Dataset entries
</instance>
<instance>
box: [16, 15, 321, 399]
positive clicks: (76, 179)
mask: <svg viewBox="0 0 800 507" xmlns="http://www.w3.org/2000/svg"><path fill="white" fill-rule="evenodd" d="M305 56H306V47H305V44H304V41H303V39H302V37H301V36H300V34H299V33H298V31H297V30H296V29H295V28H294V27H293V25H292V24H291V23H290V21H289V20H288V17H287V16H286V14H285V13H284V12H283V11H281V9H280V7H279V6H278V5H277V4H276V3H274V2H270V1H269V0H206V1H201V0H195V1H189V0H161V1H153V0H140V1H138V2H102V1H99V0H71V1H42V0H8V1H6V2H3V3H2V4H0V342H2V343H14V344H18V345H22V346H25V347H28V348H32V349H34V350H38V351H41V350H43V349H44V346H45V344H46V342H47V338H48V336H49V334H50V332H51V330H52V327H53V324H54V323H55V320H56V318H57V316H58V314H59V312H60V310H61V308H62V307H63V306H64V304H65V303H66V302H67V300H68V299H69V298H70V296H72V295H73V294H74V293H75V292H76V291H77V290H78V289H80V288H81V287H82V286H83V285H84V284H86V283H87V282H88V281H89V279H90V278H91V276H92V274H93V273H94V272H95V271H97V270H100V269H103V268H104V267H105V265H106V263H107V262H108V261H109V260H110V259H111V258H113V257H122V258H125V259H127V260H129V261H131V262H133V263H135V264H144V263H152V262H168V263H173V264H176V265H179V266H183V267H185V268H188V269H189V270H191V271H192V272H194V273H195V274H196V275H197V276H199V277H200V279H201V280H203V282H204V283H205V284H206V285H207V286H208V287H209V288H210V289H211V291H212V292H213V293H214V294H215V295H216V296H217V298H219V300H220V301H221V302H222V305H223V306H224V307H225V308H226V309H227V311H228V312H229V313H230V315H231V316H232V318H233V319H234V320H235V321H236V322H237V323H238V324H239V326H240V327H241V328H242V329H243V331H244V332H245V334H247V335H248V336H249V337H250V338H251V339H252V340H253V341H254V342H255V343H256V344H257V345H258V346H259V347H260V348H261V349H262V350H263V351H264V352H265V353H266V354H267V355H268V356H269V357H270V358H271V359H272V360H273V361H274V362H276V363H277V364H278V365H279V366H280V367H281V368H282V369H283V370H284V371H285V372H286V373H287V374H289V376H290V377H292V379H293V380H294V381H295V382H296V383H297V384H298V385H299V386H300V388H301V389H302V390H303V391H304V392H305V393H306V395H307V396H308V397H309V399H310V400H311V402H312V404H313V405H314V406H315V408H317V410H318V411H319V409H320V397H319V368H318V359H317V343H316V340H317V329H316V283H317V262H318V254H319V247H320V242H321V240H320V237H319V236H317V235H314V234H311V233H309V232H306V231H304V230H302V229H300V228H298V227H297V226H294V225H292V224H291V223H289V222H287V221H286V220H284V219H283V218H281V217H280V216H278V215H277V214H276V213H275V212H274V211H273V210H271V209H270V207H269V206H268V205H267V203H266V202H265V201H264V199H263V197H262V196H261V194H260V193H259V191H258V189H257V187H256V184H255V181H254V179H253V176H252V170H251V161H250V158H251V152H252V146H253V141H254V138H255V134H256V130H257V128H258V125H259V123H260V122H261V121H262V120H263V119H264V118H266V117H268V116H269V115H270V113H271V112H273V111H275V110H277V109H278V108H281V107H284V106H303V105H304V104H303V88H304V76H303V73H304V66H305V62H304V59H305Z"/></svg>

---

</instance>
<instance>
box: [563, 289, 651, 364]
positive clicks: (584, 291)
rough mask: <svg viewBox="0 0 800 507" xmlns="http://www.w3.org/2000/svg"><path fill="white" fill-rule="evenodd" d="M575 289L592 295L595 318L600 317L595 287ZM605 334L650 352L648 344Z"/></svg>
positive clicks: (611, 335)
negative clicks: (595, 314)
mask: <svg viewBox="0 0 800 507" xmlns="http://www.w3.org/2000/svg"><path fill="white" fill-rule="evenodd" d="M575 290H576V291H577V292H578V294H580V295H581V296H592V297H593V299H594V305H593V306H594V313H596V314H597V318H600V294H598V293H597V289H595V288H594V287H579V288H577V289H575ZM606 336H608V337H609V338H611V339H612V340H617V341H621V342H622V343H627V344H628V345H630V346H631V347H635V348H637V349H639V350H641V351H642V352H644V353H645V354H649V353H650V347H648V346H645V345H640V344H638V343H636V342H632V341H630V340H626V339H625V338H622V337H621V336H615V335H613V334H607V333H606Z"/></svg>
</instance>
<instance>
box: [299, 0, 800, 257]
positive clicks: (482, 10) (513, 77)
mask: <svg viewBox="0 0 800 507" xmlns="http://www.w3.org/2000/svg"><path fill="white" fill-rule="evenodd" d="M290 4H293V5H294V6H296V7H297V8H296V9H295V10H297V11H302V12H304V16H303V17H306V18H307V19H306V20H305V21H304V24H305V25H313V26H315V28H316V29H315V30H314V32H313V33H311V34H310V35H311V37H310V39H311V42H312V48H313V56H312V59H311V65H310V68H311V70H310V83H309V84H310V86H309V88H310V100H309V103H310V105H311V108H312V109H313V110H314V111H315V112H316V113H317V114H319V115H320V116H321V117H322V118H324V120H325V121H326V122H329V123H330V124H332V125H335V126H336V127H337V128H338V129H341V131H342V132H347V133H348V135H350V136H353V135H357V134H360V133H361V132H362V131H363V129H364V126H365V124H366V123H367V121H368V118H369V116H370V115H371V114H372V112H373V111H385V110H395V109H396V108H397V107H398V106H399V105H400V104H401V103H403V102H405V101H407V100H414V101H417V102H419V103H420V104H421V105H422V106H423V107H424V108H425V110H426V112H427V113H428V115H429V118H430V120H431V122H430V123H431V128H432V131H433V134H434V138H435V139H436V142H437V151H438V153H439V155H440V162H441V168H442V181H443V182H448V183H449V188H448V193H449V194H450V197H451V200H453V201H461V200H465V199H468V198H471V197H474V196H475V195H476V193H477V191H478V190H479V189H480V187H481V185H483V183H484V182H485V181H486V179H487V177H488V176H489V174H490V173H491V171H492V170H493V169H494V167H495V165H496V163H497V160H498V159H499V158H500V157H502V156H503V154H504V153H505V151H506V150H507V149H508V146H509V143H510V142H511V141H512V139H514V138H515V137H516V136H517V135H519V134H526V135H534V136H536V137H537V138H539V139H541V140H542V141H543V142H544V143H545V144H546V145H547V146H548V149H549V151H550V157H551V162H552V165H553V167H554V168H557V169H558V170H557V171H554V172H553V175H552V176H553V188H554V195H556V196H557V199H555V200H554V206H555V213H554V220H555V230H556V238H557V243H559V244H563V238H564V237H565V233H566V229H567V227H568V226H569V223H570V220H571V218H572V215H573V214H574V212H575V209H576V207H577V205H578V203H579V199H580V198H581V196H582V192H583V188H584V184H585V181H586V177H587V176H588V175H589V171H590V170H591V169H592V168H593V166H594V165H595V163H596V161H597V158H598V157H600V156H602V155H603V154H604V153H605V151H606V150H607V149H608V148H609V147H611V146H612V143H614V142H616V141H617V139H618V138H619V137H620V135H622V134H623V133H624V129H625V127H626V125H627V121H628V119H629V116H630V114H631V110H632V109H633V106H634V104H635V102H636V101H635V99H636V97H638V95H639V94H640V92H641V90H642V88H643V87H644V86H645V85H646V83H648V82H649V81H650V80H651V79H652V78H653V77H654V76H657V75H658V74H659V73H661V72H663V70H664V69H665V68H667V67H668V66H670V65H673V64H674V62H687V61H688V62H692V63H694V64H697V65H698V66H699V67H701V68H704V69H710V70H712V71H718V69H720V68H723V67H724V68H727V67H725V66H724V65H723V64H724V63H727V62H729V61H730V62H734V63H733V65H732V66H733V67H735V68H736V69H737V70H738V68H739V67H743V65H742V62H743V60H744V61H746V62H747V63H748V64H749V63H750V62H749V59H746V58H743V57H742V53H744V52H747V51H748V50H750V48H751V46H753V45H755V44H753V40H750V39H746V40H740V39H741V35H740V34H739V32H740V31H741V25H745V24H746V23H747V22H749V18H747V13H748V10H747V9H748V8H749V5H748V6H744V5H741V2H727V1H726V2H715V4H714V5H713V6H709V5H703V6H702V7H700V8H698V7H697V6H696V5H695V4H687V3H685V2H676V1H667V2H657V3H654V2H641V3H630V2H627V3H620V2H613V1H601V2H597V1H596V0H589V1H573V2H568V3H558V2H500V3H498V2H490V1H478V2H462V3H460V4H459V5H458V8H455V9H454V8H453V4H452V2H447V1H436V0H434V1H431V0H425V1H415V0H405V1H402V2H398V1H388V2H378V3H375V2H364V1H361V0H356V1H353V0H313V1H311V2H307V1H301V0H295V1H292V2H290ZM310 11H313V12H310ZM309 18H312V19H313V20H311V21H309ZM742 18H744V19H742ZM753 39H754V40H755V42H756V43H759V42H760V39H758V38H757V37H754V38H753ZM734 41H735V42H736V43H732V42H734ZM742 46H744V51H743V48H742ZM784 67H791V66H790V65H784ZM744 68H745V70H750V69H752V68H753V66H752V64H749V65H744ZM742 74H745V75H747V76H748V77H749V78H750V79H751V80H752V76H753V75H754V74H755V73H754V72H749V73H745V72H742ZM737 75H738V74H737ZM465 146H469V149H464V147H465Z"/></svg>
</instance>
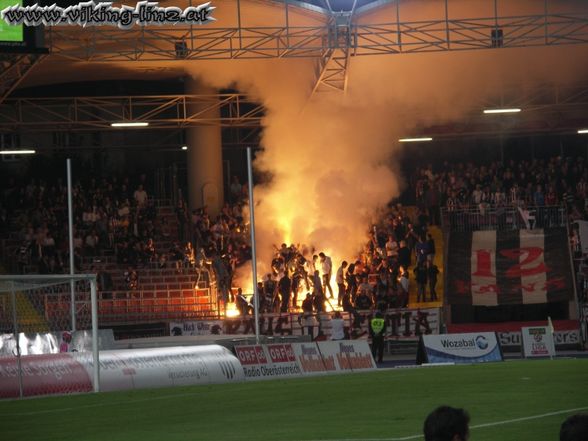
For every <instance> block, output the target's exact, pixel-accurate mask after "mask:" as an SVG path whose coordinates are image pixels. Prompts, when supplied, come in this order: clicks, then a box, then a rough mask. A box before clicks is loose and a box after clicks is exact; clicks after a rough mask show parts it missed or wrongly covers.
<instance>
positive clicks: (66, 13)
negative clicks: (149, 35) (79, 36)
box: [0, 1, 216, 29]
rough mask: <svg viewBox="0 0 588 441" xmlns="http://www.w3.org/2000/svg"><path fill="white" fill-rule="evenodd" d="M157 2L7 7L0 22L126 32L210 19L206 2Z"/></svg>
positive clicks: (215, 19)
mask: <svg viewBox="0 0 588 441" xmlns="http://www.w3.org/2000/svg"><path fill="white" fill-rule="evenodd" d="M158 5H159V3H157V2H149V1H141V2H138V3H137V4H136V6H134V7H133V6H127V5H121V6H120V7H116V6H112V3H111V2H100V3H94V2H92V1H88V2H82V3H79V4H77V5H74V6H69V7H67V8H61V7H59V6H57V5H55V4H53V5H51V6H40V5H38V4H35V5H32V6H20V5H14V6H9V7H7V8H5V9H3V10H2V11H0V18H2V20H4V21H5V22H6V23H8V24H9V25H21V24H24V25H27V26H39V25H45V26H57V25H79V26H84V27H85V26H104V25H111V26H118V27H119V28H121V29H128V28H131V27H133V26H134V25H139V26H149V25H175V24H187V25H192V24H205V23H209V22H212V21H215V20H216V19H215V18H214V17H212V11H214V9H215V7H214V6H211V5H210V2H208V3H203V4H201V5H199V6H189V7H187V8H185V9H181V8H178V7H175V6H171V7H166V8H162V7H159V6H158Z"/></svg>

PROBLEM REQUIREMENTS: Using the data above, extract exactly the lines from the one that holds "For every <instance>" to the one that holds "2L7 7L0 22L126", both ends included, and no others.

RESULT BELOW:
For every <instance> block, output the target's exact, pixel-accurate mask after "mask:" as an SVG path whose coordinates are image pixels. Prompts, when supplied, come in this order: clicks, then a box, then a rough mask. A box before clicks is loose and a box after clicks is exact; clicks after a rough mask show parts it missed or wrongly covers.
<instance>
positive clicks: (66, 13)
negative clicks: (149, 35) (79, 36)
box: [0, 1, 216, 29]
rough mask: <svg viewBox="0 0 588 441" xmlns="http://www.w3.org/2000/svg"><path fill="white" fill-rule="evenodd" d="M157 2L7 7L0 22L126 32L210 19L206 2Z"/></svg>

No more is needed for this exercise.